— ページ抜粋 —
まずは、「見込み客が考えていること」からキーワードのヒントを得ましょう。
- 付随するキーワードのヒント(見込み客が考えていること)
- 取り外せる矯正が良いな
- 目立たない矯正で治したいな
- 滑舌を治したい
- 金属アレルギーがあるけど歯並びを治したい
etc…
これらのヒントから付随キーワードを抽出していきます。
- 付随するキーワード
- 取り外せる
- 目立たない
- 滑舌
- アレルギー
また、例えば「目立たない」であれば「透明」「見えない」といった類似キーワードも一緒に抽出しましょう。
掛け合わせるためのキーワードを選出しよう
次に、歯科のある場所や診療料金に関するキーワードを抽出します。歯科は業種の性質上、地名と診療名を掛けあわせたキーワードは集客につながりやすいです。
しかし、特にビッグワードの地名(例:東京、品川など)ではその分競争率が高くクリック単価が高騰する傾向にあります。周辺の小さな駅や地名を拾って掛けあわせることもポイントです。
料金・期間系キーワードについては、「激安」「安い」といった低コスト関連のキーワードは歯科クリニックの体制と合っているかを考慮するようにしましょう。期間に関するキーワードも同様です。「1日」「短期間」といったキーワードは不適当な場合には除外キーワードに設定するのも戦略の一つです。
- 地名系のキーワード
- 品川区
- 大崎
- 田町
- 浜松町
- 目黒
etc…
- 料金系のキーワード
- 価格
- 保険
etc…
- 期間系のキーワード
- 何年
- 時期
etc…
掛けあわせキーワードについては、リスティング運営が進むにつれて段々と増やすことをおすすめします。
他にも、人気関連や口コミ・ランキング関連などのキーワードも随時ピックアップしていきましょう。
キーワードを掛けあわせよう
さて、キーワード候補を出したらいよいよ見込み客の集客につながるように掛けあわせキーワードを作っていきます。
特に都市部ではビッグワード(ホワイトニング、矯正など)はクリック単価が高騰していますので要注意です。ポイントは、見込み客の検索するキーワードを想定することです。上手く掛けあわせることで競合クリニックと差をつけましょう。
まずは分けるキャンペーンを考えましょう。
- キャンペーン
- 診療名
- 悩み名
- 地名
- 料金
- 期間
キャンペーンを分けることで今後の運営がしやすくなります。最初はざっくりと分けて、運営が進むと共に徐々に増やすようにしましょう。続いて、キャンペーンに入れるキーワードを決定しましょう。

— 元データ —
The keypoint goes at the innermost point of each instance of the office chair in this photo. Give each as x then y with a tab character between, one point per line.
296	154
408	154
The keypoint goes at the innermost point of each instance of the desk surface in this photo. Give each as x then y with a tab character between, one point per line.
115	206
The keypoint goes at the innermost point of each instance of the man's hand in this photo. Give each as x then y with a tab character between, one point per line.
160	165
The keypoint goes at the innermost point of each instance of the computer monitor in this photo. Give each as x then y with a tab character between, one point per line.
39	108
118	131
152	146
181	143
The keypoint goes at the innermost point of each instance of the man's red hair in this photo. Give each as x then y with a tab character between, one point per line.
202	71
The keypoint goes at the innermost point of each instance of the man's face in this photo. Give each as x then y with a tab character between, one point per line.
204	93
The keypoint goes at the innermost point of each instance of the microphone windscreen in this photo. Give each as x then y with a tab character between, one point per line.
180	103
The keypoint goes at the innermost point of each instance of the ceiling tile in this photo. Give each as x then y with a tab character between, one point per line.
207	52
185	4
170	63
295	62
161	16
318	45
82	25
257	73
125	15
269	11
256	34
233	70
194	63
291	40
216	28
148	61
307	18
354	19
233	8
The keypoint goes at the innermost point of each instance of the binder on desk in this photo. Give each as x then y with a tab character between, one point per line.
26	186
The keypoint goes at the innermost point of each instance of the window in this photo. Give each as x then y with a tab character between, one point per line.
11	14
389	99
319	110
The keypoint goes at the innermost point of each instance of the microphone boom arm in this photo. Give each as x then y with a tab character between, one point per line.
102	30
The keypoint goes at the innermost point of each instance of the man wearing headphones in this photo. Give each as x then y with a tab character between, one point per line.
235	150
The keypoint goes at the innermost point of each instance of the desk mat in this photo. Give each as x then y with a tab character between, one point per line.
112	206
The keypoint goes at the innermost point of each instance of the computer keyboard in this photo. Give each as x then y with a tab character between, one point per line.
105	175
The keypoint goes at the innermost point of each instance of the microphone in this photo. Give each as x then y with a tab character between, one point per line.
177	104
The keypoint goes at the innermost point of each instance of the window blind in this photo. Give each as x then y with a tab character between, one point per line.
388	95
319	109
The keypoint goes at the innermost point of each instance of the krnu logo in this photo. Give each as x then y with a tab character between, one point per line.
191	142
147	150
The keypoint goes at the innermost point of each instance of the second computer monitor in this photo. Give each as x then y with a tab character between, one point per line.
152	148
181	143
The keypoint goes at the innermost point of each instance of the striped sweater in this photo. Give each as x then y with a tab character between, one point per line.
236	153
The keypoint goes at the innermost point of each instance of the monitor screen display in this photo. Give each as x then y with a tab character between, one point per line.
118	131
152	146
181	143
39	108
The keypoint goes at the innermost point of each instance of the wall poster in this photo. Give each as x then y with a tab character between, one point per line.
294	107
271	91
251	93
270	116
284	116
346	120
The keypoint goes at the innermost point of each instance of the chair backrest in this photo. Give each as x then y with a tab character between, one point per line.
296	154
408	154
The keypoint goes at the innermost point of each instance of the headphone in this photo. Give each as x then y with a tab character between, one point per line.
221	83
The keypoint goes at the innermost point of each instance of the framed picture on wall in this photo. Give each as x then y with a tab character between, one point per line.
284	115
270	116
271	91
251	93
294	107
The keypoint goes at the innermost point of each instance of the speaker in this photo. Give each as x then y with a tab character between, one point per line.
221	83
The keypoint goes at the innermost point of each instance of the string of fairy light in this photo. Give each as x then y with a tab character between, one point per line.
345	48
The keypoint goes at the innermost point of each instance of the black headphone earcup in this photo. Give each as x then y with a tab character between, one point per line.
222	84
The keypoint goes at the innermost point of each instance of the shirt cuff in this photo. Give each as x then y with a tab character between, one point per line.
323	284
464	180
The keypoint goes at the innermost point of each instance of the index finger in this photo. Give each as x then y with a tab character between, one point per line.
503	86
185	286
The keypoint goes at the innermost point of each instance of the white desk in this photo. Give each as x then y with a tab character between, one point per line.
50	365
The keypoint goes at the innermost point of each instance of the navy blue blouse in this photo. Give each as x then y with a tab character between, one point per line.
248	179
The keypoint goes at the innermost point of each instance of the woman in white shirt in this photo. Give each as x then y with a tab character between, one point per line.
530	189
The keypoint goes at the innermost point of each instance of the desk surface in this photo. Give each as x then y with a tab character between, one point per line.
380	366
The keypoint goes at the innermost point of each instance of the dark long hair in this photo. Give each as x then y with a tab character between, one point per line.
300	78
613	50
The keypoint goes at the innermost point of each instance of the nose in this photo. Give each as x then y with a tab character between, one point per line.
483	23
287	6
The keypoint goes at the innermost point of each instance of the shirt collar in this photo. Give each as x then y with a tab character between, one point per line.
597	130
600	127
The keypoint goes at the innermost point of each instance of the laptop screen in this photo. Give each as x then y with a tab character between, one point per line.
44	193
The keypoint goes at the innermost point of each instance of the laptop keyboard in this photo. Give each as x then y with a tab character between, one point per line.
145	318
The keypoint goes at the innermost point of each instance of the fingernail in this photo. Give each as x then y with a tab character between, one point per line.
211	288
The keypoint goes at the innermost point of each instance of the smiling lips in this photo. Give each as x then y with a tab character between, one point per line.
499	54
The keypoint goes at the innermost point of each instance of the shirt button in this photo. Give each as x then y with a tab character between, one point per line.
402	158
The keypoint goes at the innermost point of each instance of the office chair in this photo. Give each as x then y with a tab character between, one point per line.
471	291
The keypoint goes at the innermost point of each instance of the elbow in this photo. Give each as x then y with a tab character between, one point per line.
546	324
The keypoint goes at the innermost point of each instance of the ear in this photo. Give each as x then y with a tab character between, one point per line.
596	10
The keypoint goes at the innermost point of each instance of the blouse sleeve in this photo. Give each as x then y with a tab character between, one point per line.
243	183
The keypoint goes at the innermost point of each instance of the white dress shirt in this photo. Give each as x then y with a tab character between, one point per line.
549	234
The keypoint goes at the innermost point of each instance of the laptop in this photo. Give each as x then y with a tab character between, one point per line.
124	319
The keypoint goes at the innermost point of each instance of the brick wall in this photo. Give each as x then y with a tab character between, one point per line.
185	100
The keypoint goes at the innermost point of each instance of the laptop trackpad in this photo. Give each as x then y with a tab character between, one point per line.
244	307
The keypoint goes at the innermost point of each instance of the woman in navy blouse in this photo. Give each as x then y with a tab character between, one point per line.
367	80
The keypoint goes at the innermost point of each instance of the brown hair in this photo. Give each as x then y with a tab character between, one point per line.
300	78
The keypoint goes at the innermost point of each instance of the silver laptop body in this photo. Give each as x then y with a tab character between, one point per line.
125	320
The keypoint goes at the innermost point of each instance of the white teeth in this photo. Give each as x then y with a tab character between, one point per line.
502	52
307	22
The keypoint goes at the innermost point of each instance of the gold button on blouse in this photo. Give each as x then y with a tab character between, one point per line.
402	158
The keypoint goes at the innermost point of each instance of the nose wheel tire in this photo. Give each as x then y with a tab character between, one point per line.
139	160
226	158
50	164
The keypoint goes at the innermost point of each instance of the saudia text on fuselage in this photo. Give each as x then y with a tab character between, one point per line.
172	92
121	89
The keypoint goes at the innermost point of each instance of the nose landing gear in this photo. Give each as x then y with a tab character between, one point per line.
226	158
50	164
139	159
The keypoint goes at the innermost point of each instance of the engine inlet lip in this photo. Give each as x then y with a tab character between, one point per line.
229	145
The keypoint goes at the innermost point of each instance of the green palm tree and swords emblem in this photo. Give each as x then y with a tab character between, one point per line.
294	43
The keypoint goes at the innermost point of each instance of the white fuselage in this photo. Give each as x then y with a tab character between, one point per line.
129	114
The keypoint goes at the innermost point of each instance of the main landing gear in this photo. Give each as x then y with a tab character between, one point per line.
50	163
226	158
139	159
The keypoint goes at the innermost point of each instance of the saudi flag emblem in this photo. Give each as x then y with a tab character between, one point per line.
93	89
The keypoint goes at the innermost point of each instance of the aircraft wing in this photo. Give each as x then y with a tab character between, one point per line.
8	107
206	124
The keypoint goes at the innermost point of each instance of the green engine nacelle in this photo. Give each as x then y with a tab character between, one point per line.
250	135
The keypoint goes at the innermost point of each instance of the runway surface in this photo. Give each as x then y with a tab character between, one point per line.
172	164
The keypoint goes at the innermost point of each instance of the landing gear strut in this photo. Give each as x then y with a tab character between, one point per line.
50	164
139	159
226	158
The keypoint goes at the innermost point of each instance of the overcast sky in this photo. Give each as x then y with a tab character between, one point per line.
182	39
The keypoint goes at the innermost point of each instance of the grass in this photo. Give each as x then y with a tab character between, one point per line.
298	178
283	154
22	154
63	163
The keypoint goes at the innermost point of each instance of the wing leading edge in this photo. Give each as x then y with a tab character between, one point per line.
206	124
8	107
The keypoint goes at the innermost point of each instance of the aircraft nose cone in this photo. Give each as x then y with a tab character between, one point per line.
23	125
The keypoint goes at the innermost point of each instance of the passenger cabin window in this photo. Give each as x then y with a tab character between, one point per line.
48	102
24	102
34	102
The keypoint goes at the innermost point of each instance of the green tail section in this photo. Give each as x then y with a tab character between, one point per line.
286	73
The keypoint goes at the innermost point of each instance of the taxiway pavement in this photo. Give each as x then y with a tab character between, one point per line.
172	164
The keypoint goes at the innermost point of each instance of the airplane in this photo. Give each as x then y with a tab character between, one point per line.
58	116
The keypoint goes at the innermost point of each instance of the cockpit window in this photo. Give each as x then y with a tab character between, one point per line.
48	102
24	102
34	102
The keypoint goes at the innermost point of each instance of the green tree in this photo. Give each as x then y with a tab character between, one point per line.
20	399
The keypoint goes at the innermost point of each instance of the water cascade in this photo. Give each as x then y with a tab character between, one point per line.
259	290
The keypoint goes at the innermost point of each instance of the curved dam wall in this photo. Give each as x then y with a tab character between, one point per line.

— 課題 A —
歯科の広告キーワードに関する文章から、「キーワードを掛けあわせよう」で始まり「リニックと差をつけましょう。」で終わる部分を、両端の語句も含めて一字一句そのまま書き写すこと。
— 課題 B —
歯科の広告キーワードに関する文章を、最後の文の次から書き継ぐこと。
項目は、歯科の広告キーワードに関する文章とは関係がない。

— 解答欄 A —
キーワードを掛けあわせよう
さて、キーワード候補を出したらいよいよ見込み客の集客につながるように掛けあわせキーワードを作っていきます。
特に都市部ではビッグワード(ホワイトニング、矯正など)はクリック単価が高騰していますので要注意です。ポイントは、見込み客の検索するキーワードを想定することです。上手く掛けあわせることで競合クリニックと差をつけましょう。

— 解答欄 B —
- 各キャンペーンに入れるキーワード
- 診療名・・・「マウスピース矯正」、「透明 矯正」「外せる 矯正」
- 悩み名・・・「出っ歯」、「アレルギー 矯正」
- 地名・・・「大崎 矯正」「田町 矯正」
- 料金・・・「マウスピース矯正 価格」「矯正 価格」
- 期間・・・・「矯正 期間」
etc…
各キャンペーンに入れるキーワードが完成しました。後はこれらのキーワードを入れる広告グループを作り、広告を出稿します。どのキーワードが最も自クリニックに合っているかは、リスティング運営を行っていくにつれて徐々に分かっていきます。まずは、ざっくりとキーワードを選定して随時集客に有効なキーワードを選出することが大切です。
おまけ:キーワードのマッチタイプって?
キーワードは決まりましたが、GoogleやYahooのリスティング広告管理画面をみるとキーワードについて「マッチタイプ」という見慣れない単語があります。
キーワードは、この「マッチタイプ」を決定する必要があるのですが実際にはどんな違いがあるのでしょう?
マッチタイプを決定してキーワードの配信範囲を決める
キーワードのマッチタイプには「完全一致」「フレーズ一致」「部分一致」「絞り込み部分一致」の4種類があります。このタイプをキーワードごとに決めることで、見込み客が検索するキーワードに対してどこまで広告が配信されるのかが決まります。今回はキーワード「審美歯科 大崎」を例として具体的にみていきましょう。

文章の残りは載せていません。